## TASK DIRECTIONS
Reproduce the listing below verbatim, every line in its original order and with no changes.

## PROVIDED MATERIAL
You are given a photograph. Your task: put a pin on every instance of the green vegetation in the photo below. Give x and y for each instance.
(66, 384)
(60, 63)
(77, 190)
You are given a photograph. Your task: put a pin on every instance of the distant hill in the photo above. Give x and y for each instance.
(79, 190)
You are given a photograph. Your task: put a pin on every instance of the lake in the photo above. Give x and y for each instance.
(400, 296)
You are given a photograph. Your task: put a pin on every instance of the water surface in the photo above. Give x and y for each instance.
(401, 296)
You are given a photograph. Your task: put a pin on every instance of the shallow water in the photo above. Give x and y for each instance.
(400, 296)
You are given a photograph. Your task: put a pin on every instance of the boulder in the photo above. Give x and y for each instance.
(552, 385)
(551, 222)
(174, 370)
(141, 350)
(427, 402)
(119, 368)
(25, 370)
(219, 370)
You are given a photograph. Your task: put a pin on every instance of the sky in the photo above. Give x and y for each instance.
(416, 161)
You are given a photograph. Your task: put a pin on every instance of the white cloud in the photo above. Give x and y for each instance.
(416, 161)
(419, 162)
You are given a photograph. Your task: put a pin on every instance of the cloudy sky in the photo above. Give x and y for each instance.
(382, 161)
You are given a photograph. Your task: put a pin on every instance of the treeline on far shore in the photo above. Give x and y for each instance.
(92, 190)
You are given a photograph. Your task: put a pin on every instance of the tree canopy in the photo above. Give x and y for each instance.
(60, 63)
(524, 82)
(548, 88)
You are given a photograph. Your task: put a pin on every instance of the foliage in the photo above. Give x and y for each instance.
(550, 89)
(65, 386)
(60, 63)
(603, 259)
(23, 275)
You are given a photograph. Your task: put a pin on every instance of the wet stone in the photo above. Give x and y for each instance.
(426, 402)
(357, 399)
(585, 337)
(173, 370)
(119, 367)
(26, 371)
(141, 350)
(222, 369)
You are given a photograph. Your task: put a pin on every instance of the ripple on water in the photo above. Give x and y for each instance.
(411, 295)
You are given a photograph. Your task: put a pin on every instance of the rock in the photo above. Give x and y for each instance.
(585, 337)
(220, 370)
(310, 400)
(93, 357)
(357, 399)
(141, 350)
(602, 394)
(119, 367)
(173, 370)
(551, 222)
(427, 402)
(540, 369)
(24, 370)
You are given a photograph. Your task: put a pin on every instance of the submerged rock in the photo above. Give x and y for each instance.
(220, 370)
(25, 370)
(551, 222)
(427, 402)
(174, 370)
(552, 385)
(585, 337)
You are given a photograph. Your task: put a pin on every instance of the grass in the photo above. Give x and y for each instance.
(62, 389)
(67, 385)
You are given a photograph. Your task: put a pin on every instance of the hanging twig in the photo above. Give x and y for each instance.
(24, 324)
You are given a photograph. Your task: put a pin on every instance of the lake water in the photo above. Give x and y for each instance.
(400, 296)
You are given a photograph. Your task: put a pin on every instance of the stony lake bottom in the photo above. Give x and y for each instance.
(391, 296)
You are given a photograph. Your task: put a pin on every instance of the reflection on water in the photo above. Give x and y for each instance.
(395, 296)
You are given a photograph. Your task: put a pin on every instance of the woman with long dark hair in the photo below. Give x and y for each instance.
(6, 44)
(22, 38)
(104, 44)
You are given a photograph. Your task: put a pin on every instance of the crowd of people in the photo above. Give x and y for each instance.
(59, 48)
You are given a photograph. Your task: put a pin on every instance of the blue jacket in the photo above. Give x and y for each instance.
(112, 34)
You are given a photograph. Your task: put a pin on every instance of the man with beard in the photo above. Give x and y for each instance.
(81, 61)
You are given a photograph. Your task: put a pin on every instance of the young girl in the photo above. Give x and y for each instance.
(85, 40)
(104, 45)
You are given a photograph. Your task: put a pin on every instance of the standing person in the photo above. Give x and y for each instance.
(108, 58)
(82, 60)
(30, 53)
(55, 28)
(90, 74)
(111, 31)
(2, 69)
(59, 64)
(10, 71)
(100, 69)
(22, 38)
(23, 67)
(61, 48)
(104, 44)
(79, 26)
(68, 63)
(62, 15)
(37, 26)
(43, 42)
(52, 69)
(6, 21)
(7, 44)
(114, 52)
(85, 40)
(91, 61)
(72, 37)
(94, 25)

## THE SOLUTION
You are given a photograph. Your task: put a pin on every instance of the green vegetation in the photo below. Give x and y for each instance.
(66, 384)
(60, 63)
(77, 190)
You are given a photograph. Your task: put a pin on every instance of the distant hill in the photo above. Give x and y for each instance.
(79, 190)
You are given a photograph. Your task: put a pin on every instance of the lake in the photo above. Give x and y for each instance.
(400, 296)
You are given a photograph. Your task: put a pin on every instance of the water surface in the photo above. Give x and y for each instance.
(401, 296)
You are given a photograph. Your task: put a pin on every instance of the shallow water in the photo above. Give x and y for each instance.
(400, 296)
You are given a photograph. Your task: put a pin on every instance of the boulder in the photo above. Give x and y for each instance.
(552, 385)
(551, 222)
(174, 370)
(141, 350)
(427, 402)
(119, 368)
(25, 370)
(219, 370)
You are given a photograph. Your task: put a pin on every instance of the sky in the photo above. Give x and y for each instance.
(416, 161)
You are given a photograph. Your task: put a pin on every instance of the white cloud in the photo above. Give x and y for each instance.
(416, 161)
(419, 162)
You are given a photograph. Your task: put a pin on every instance of the cloudy sky in the photo above. Give x and y for each instance.
(382, 161)
You are given a photograph. Your task: put a pin on every instance of the treeline on far shore in the photo above. Give x and y for each instance.
(92, 190)
You are given a photograph. Your task: put a pin on every instance of the tree canopy in the photo above. Give x and y for each instance.
(60, 63)
(524, 82)
(548, 88)
You are given a photograph. Your task: put a pin on every instance of the foliage in the photo above. Give x and y for each instance.
(550, 89)
(65, 386)
(60, 63)
(603, 259)
(23, 275)
You are given a photograph. Your task: put a pin on every instance of the wet stone in the photo above. Give x and y for each instance.
(426, 402)
(357, 399)
(585, 337)
(173, 370)
(119, 367)
(26, 371)
(141, 350)
(222, 369)
You are given a photograph. Your task: put a pin on every instance of the ripple on water in the photo above. Give x and y for each instance.
(411, 295)
You are given a photograph. Your task: put a pin on every instance of the rock in the photo above. Give x and y for each instance.
(585, 337)
(220, 370)
(310, 400)
(93, 357)
(357, 399)
(141, 350)
(602, 394)
(119, 367)
(173, 370)
(551, 222)
(427, 402)
(540, 369)
(24, 370)
You are given a photograph. Your task: put a pin on every instance of the submerged rock in the photo above. Give x and y for each instance.
(220, 370)
(25, 370)
(551, 222)
(427, 402)
(174, 370)
(552, 385)
(585, 337)
You are given a photograph. Your task: put a pin on every instance of the grass in the photo above. Give x and y for each instance.
(62, 389)
(67, 385)
You are given a photograph. Your task: put a pin on every instance of the hanging twig in the photo above. Give x and y for each instance.
(24, 324)
You are given a photograph. Your task: put a pin on every instance of the lake water in the photo above. Give x and y for each instance.
(400, 296)
You are given a photograph. Your task: put a pin on every instance of the stony lake bottom in the photo above. Give x and y for each instance.
(391, 296)
You are given a photograph. Your task: put a pin on every instance of the reflection on water in the photo above. Give x and y for each instance.
(395, 296)
You are given a photograph. Your task: put a pin on every instance of the woman with long dark hair in the photo below. Give x and y for each instance.
(6, 44)
(22, 38)
(104, 44)
You are given a photograph. Your task: put a pin on every instance of the crowd of people in the photo above. Give x and y for each instance.
(59, 48)
You are given a photograph. Your task: put a pin on every instance of the blue jacket in the photo above. Give x and y for each instance.
(112, 34)
You are given a photograph. Your task: put a pin on every instance of the man with beard in the photo above. Give x and y for each instance.
(81, 61)
You are given a photograph. Your task: put a pin on every instance of the young girl in the photo above. Give x and y for each instance.
(85, 40)
(104, 45)
You are given a photograph. Your task: put a pin on every instance of the standing person in the photo above. Give x and y for each instance.
(108, 58)
(82, 60)
(30, 53)
(55, 28)
(90, 74)
(111, 31)
(2, 69)
(59, 64)
(10, 71)
(100, 69)
(22, 38)
(23, 67)
(61, 48)
(104, 44)
(79, 26)
(68, 63)
(62, 15)
(37, 26)
(43, 42)
(52, 69)
(6, 21)
(7, 44)
(114, 52)
(85, 40)
(91, 61)
(72, 37)
(94, 25)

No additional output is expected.